Write out the entries from the start through the line containing "[893,110,955,221]", switching "bare tree" to "leafless tree" and keeping everything else the same.

— START OF Data to process —

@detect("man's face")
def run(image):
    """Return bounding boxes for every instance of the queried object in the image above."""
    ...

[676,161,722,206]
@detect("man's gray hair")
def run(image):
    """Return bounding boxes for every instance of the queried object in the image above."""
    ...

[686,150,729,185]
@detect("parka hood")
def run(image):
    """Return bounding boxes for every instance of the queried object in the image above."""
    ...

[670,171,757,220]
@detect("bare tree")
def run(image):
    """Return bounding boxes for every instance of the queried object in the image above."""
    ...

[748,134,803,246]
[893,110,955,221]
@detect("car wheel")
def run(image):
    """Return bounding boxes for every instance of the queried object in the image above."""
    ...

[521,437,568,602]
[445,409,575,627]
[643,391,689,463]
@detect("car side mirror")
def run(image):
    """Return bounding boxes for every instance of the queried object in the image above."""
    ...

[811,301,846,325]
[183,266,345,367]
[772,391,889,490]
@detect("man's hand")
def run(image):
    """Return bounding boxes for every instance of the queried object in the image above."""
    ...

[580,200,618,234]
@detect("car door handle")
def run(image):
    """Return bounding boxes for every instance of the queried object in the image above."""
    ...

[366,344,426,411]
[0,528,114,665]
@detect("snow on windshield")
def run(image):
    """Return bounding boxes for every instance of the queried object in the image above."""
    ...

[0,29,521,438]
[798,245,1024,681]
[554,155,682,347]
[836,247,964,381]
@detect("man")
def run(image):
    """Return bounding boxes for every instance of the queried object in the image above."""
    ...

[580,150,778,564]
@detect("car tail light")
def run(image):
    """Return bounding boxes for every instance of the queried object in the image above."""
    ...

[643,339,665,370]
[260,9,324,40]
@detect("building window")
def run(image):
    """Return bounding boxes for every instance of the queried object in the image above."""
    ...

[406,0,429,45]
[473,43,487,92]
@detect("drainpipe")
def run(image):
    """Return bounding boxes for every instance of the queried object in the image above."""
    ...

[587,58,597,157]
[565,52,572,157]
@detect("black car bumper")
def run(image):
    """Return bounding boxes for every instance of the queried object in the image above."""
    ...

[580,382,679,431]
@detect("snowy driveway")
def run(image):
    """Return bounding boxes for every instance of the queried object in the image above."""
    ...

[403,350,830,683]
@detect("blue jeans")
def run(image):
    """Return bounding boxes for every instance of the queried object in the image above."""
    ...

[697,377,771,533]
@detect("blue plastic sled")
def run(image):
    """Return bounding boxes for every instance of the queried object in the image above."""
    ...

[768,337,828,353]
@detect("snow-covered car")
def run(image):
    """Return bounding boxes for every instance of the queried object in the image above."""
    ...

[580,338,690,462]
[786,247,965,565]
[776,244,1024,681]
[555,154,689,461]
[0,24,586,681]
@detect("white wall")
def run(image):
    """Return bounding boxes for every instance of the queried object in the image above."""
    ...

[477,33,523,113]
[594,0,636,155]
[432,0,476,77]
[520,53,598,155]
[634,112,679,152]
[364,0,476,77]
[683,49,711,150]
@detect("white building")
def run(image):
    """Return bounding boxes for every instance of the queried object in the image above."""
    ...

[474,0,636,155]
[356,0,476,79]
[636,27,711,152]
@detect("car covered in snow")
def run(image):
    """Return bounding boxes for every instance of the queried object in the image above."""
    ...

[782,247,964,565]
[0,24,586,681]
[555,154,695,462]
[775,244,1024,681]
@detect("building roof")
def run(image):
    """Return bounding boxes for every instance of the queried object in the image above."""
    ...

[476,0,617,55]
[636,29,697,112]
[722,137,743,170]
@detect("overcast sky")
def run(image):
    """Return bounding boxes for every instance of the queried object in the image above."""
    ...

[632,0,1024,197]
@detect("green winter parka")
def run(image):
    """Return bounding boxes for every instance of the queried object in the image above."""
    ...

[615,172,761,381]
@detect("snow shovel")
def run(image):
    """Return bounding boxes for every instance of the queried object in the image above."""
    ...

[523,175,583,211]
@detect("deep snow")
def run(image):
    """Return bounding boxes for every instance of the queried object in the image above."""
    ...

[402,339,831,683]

— END OF Data to process —

The result -
@detect("man's face")
def run(image):
    """Return bounding boxes for every instance of the queried object in the image above."""
    ...

[676,161,722,206]
@detect("man's gray hair")
def run(image):
    """Return bounding boxes for every instance of the queried object in the image above."""
    ...

[686,150,729,185]
@detect("parka hood")
def run(image):
    """Return bounding boxes for every instance of the queried object in the image above."""
    ...

[670,171,757,220]
@detect("leafless tree")
def run(image):
    """Return bounding boxes for every instance of the queried object in the image above."""
    ...

[748,134,803,246]
[893,110,955,221]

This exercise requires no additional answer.